# What to produce:
Render every line of the items below as a JSON array of strings, one string per line, leaving out any blank lines.

-- Start of Records supplied --

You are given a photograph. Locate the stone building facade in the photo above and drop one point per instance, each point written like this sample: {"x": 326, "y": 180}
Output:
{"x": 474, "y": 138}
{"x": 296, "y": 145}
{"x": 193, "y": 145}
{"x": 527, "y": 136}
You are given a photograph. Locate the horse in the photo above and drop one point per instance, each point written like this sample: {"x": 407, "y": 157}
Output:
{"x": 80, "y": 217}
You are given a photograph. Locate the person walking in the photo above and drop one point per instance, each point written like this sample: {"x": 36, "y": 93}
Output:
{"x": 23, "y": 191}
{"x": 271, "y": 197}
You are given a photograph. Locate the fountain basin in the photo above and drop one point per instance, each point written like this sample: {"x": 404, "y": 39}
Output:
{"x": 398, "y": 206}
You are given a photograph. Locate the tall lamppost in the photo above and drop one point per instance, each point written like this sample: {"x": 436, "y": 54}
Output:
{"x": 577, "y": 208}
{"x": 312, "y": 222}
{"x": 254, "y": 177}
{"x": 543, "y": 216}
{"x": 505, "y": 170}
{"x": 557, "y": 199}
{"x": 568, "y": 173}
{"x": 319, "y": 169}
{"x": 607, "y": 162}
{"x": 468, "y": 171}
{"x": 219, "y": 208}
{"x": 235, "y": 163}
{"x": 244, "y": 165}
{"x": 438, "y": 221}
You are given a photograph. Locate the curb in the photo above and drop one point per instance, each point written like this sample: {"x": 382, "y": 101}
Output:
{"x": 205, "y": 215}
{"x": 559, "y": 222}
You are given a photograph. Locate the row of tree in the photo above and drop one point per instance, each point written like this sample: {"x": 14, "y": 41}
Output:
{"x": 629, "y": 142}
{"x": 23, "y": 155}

-- End of Records supplied --

# Problem solution:
[
  "You are given a photograph. Locate the stone building facade in the photo above and drop one point per instance, each point written like this sample: {\"x\": 326, \"y\": 180}",
  "Output:",
  "{\"x\": 474, \"y\": 138}",
  "{\"x\": 296, \"y\": 145}",
  "{\"x\": 193, \"y\": 145}",
  "{\"x\": 527, \"y\": 136}",
  "You are given a photograph. Locate the horse in the photo above and drop one point per instance, each point written like this sample: {\"x\": 407, \"y\": 157}",
  "Output:",
  "{\"x\": 80, \"y\": 217}",
  "You are given a photograph. Locate the person walking in the photo above and drop one point per instance, each point written like this sample: {\"x\": 36, \"y\": 93}",
  "Output:",
  "{\"x\": 23, \"y\": 191}",
  "{\"x\": 271, \"y\": 197}",
  "You are given a photograph. Locate the fountain basin in the photo above and drop one point per instance, each point written like this sample: {\"x\": 404, \"y\": 39}",
  "Output:",
  "{\"x\": 398, \"y\": 206}",
  "You are given a photograph. Locate the tall lamppost in the photo above and drop one point per instance, each point written like this sample: {\"x\": 436, \"y\": 54}",
  "Output:",
  "{\"x\": 577, \"y\": 208}",
  "{\"x\": 312, \"y\": 222}",
  "{\"x\": 254, \"y\": 177}",
  "{\"x\": 543, \"y\": 216}",
  "{\"x\": 505, \"y\": 170}",
  "{\"x\": 557, \"y\": 199}",
  "{\"x\": 568, \"y\": 173}",
  "{\"x\": 319, \"y\": 169}",
  "{\"x\": 607, \"y\": 162}",
  "{\"x\": 468, \"y\": 171}",
  "{\"x\": 219, \"y\": 208}",
  "{\"x\": 235, \"y\": 163}",
  "{\"x\": 244, \"y\": 165}",
  "{\"x\": 438, \"y\": 221}",
  "You are given a photograph. Locate the curb in the photo above and drop one point per instance, each point written like this sample: {\"x\": 382, \"y\": 101}",
  "Output:",
  "{\"x\": 205, \"y\": 215}",
  "{\"x\": 559, \"y\": 222}",
  "You are given a photograph. Locate the row of tree in the photo above and drop one point per instance, each point written like this sample: {\"x\": 14, \"y\": 41}",
  "Output:",
  "{\"x\": 629, \"y\": 142}",
  "{\"x\": 23, \"y\": 155}"
]